[Saved entries]
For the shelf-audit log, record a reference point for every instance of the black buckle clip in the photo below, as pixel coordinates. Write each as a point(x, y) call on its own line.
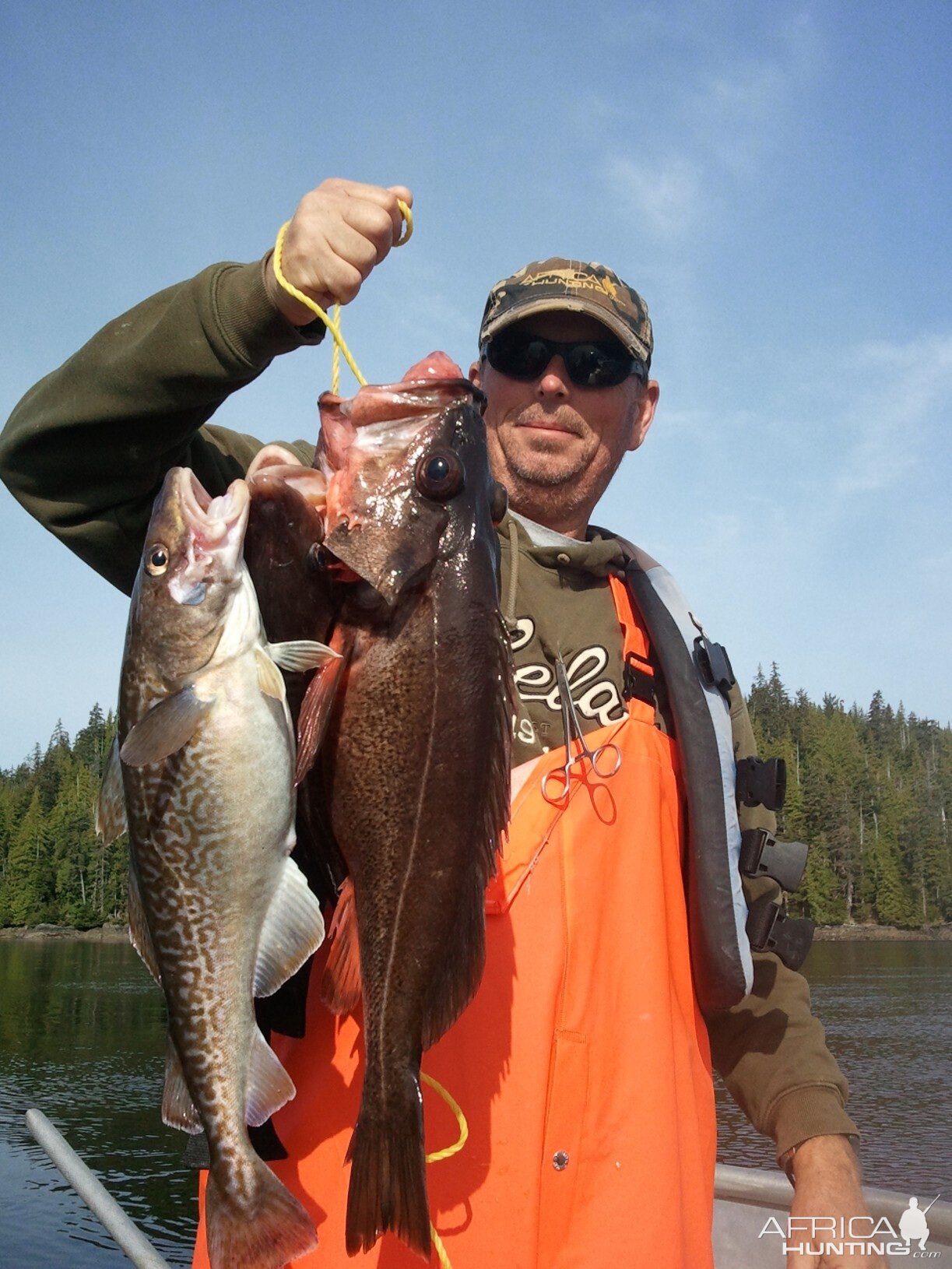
point(762, 783)
point(638, 684)
point(763, 856)
point(714, 664)
point(771, 929)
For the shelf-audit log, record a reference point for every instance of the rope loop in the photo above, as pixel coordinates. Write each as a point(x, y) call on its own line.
point(446, 1154)
point(333, 324)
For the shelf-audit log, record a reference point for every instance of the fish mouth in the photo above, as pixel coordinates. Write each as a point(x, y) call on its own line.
point(215, 529)
point(275, 469)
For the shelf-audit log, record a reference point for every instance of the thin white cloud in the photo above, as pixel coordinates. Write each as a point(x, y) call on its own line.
point(664, 199)
point(715, 131)
point(903, 392)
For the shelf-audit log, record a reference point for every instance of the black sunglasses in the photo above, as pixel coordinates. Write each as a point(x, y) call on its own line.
point(589, 363)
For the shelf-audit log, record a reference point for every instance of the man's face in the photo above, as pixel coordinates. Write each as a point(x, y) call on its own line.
point(555, 445)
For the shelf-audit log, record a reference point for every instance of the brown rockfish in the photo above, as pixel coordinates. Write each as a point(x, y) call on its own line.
point(217, 909)
point(416, 758)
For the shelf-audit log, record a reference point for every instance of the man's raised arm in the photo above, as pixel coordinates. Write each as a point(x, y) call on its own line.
point(86, 449)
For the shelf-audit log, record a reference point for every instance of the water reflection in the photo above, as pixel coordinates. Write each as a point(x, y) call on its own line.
point(887, 1011)
point(83, 1037)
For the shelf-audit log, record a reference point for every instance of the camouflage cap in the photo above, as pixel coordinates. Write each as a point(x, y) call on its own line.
point(573, 286)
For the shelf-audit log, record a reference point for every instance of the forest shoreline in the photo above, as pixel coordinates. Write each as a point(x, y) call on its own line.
point(852, 933)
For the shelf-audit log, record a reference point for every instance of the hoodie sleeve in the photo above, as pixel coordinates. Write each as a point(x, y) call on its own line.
point(86, 449)
point(769, 1049)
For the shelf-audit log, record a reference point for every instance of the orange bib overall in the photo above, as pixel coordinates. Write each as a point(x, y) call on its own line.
point(581, 1063)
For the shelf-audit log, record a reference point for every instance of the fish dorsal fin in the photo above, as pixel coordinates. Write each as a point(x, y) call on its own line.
point(340, 986)
point(301, 654)
point(111, 806)
point(316, 708)
point(178, 1107)
point(140, 936)
point(269, 1085)
point(269, 679)
point(292, 930)
point(165, 729)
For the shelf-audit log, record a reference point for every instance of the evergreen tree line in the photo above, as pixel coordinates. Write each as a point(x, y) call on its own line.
point(869, 791)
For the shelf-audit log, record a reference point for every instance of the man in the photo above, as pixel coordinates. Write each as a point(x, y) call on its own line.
point(583, 1063)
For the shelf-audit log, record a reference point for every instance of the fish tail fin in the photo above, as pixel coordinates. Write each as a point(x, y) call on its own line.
point(388, 1176)
point(273, 1230)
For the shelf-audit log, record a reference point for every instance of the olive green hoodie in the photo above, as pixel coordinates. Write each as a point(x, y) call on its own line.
point(86, 453)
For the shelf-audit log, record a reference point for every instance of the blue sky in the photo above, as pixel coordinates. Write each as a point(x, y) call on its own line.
point(775, 179)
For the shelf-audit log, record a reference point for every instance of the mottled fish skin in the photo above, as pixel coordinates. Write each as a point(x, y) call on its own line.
point(418, 763)
point(213, 904)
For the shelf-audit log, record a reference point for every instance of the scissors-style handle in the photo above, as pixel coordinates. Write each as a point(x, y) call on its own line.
point(555, 786)
point(606, 761)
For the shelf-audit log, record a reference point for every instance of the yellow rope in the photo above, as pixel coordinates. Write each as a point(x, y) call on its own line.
point(333, 324)
point(446, 1154)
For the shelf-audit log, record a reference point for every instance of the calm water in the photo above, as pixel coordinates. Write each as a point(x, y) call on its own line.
point(82, 1037)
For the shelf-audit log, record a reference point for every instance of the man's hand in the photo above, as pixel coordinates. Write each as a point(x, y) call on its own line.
point(338, 234)
point(829, 1184)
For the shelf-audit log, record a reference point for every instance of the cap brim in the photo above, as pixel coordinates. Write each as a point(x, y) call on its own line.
point(560, 305)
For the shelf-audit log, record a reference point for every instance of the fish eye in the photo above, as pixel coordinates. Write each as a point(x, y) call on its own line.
point(156, 560)
point(440, 475)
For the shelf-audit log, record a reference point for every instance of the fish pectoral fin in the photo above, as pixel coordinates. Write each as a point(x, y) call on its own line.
point(318, 706)
point(340, 986)
point(165, 729)
point(269, 1085)
point(301, 654)
point(111, 806)
point(140, 936)
point(292, 930)
point(178, 1108)
point(269, 678)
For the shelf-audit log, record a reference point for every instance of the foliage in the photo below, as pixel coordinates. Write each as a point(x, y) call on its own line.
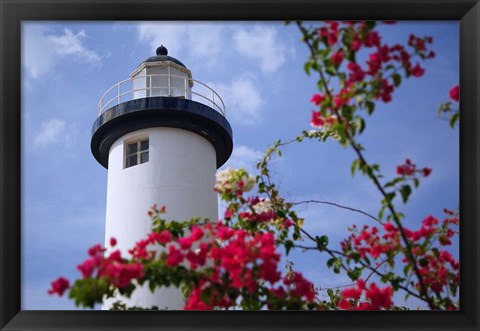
point(233, 263)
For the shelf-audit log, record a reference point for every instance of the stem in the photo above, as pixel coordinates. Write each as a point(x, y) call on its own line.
point(408, 248)
point(373, 270)
point(339, 206)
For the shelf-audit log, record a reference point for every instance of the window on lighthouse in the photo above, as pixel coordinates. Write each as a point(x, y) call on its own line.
point(136, 152)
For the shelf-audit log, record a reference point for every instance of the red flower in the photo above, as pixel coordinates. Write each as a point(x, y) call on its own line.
point(351, 293)
point(59, 286)
point(426, 171)
point(372, 39)
point(96, 249)
point(455, 93)
point(356, 43)
point(417, 71)
point(337, 58)
point(356, 72)
point(174, 256)
point(162, 238)
point(113, 241)
point(87, 267)
point(317, 99)
point(317, 120)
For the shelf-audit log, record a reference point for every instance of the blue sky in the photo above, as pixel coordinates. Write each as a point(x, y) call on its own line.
point(257, 68)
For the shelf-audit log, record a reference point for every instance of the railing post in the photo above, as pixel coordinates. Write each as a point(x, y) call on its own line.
point(149, 89)
point(186, 88)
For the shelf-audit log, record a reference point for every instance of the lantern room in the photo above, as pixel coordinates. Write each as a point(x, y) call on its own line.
point(162, 76)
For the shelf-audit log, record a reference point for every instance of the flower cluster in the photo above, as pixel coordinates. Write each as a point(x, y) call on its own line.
point(233, 180)
point(376, 79)
point(375, 298)
point(112, 267)
point(455, 93)
point(437, 267)
point(59, 286)
point(409, 169)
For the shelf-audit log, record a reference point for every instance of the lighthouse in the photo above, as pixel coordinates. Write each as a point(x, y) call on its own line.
point(161, 135)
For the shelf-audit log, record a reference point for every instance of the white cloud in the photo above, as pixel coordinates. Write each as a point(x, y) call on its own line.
point(51, 132)
point(72, 44)
point(244, 99)
point(193, 41)
point(244, 157)
point(42, 50)
point(261, 43)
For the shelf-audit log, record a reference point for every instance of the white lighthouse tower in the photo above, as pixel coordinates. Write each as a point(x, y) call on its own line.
point(161, 140)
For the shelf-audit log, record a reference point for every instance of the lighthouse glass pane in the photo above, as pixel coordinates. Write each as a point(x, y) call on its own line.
point(178, 84)
point(132, 148)
point(144, 157)
point(136, 152)
point(160, 81)
point(139, 84)
point(132, 160)
point(144, 145)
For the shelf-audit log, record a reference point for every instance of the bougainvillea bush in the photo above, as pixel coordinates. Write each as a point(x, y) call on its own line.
point(235, 262)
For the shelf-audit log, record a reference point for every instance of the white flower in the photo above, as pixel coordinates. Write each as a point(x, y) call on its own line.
point(229, 179)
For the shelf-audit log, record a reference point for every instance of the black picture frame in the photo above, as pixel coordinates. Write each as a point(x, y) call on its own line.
point(13, 12)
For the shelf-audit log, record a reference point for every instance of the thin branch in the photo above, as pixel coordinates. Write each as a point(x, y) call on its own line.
point(339, 206)
point(408, 250)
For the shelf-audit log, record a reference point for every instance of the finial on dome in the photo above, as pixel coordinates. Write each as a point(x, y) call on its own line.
point(162, 50)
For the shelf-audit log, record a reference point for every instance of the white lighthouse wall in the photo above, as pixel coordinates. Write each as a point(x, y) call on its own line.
point(180, 175)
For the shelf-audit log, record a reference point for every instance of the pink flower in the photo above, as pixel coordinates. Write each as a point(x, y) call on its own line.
point(185, 243)
point(426, 171)
point(317, 99)
point(351, 293)
point(417, 71)
point(372, 39)
point(197, 233)
point(174, 257)
point(455, 93)
point(337, 58)
point(317, 120)
point(96, 249)
point(162, 238)
point(87, 267)
point(113, 242)
point(59, 286)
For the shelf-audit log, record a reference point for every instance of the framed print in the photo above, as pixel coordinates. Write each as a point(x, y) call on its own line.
point(211, 86)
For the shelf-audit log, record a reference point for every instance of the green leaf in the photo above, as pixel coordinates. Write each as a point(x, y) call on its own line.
point(355, 273)
point(354, 167)
point(361, 124)
point(405, 191)
point(322, 242)
point(370, 106)
point(288, 246)
point(454, 119)
point(416, 182)
point(308, 65)
point(389, 197)
point(397, 79)
point(370, 24)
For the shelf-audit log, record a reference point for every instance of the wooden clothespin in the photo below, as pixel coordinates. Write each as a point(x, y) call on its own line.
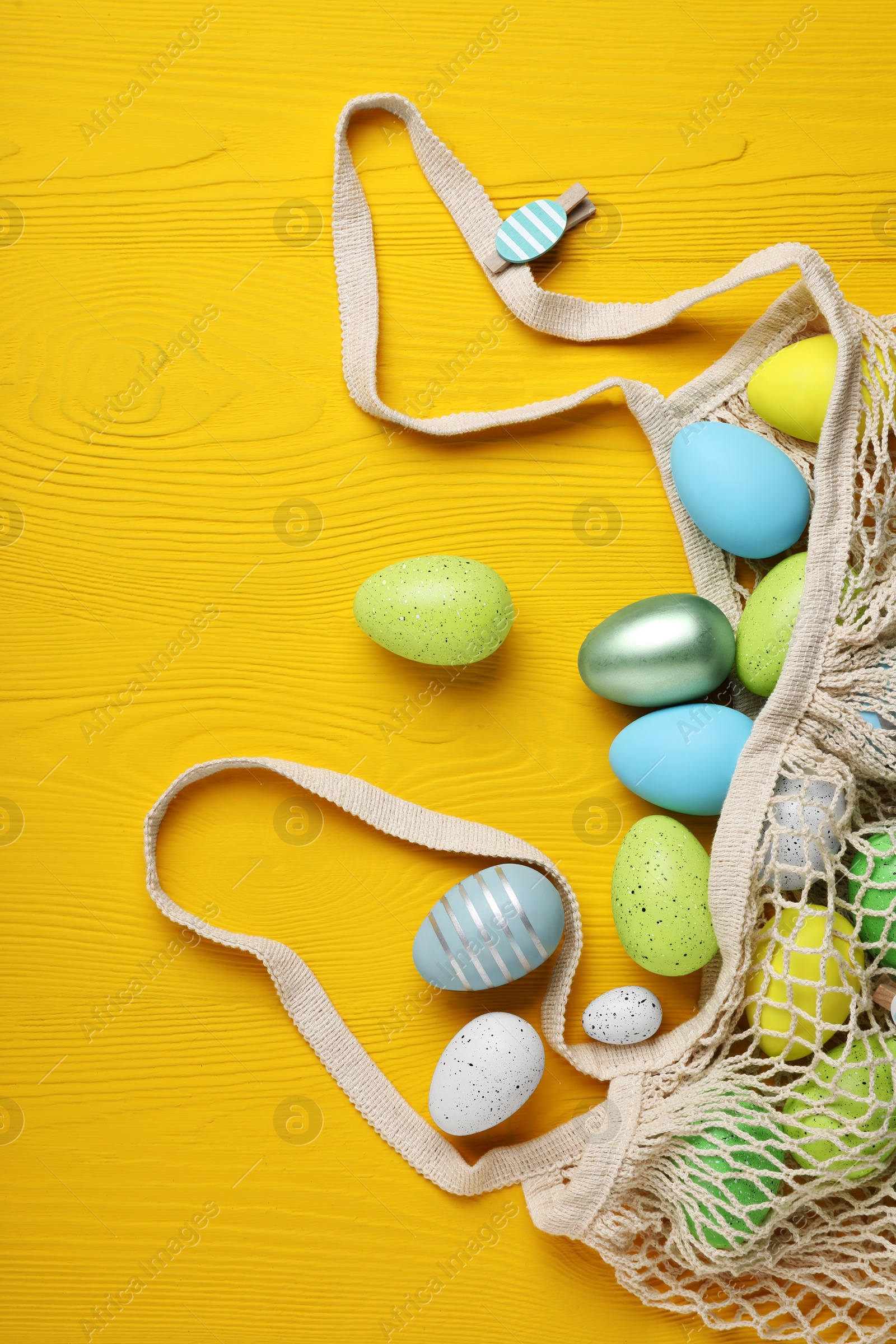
point(534, 229)
point(884, 993)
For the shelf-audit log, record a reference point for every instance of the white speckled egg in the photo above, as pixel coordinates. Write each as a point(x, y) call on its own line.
point(810, 814)
point(624, 1016)
point(486, 1073)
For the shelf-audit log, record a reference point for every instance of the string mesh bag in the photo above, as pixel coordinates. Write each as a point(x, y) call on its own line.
point(742, 1164)
point(770, 1143)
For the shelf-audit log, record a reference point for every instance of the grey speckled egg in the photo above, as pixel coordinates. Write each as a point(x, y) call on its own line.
point(486, 1073)
point(624, 1016)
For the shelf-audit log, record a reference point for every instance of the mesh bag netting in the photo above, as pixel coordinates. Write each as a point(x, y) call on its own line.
point(759, 1186)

PROBLEM STATEMENT:
Please write out, word for word, only the lines from the one holding "of the wooden" through the end of the records above, with both end lines included and the pictures dropped.

RESPONSE AREA:
For the shelf-audit log, record a reference point for every instance of the wooden clothespin in the photo below, as pixel coordinates. Write each as a point(x, y) call on its own line.
point(534, 229)
point(884, 993)
For the shelf-audit log, record a reference point for every instance of the white speckled egg in the photo above, as pixel coordinates. Write each as a point(x, y) call on its own line.
point(810, 814)
point(624, 1016)
point(486, 1073)
For the shelf-audit log, record a reference point for every instance of the string mesh bag in the photo above, as pixel coordinates. Write each as a point(x, y) call on its own line.
point(742, 1164)
point(770, 1143)
For the shelf-audit log, record a reference point for every instance of the grey speckled egg in the photo above, as pixel coordinates. Write each as a point(x, y) call on its own line.
point(486, 1073)
point(624, 1016)
For the shelf-audit log, record a reference point for every instance of the mesh bag netting in the photo above, as pixel coordinates. Write each as a point(x, y) call on its own line.
point(759, 1186)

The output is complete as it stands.